● Problem: An exact reproduction of every record is required.

*** Opening Available records ***

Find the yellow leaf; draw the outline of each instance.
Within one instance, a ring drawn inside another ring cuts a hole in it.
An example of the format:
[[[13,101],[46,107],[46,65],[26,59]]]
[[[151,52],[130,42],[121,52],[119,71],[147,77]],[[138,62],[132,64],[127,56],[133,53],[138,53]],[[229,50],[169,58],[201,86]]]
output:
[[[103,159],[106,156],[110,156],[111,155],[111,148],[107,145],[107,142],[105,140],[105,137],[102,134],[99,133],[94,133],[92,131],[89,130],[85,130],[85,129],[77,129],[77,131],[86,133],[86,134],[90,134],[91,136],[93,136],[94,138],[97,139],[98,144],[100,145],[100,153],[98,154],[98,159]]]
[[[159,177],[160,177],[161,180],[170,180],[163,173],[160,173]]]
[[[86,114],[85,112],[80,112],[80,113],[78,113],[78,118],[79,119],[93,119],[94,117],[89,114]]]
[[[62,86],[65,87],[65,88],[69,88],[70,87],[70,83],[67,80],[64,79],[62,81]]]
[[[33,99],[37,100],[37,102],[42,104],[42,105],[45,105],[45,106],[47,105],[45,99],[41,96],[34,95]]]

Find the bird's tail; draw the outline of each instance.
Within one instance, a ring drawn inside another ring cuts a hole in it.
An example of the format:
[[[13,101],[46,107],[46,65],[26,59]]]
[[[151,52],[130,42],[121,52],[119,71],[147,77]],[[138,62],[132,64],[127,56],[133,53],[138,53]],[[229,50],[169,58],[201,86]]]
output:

*** Closing Available records ***

● Solved exercise:
Find the yellow leaf; draw the outline of each instance.
Within one instance, a ring drawn inside another ring cuts a hole in it.
An example of the format:
[[[13,101],[46,107],[46,65],[26,59]]]
[[[151,52],[130,42],[121,52],[119,71],[147,77]],[[138,62],[132,64],[127,56],[133,53],[138,53]],[[229,50],[169,58],[201,86]]]
output:
[[[103,159],[106,156],[110,156],[111,155],[111,148],[107,145],[107,142],[105,140],[105,137],[102,134],[99,133],[94,133],[92,131],[89,130],[85,130],[85,129],[77,129],[77,131],[86,133],[86,134],[90,134],[91,136],[93,136],[94,138],[97,139],[98,144],[100,145],[100,153],[98,154],[98,159]]]
[[[159,177],[160,177],[161,180],[170,180],[163,173],[160,173]]]
[[[86,114],[85,112],[80,112],[80,113],[78,113],[78,118],[79,119],[93,119],[94,117],[89,114]]]
[[[62,86],[65,87],[65,88],[69,88],[70,87],[70,83],[67,80],[64,79],[62,81]]]
[[[33,99],[37,100],[37,102],[42,104],[42,105],[45,105],[45,106],[47,105],[45,99],[41,96],[34,95]]]

Find the bird's tail; draw the outline of each instance.
Within one instance, a ring drawn inside another ring cuts a hole in it.
An example of the format:
[[[13,101],[46,107],[46,65],[26,59]]]
[[[151,52],[130,42],[121,52],[119,71],[147,77]],[[138,62],[132,64],[127,56],[133,53],[138,53]],[[229,50],[169,58],[201,86]]]
output:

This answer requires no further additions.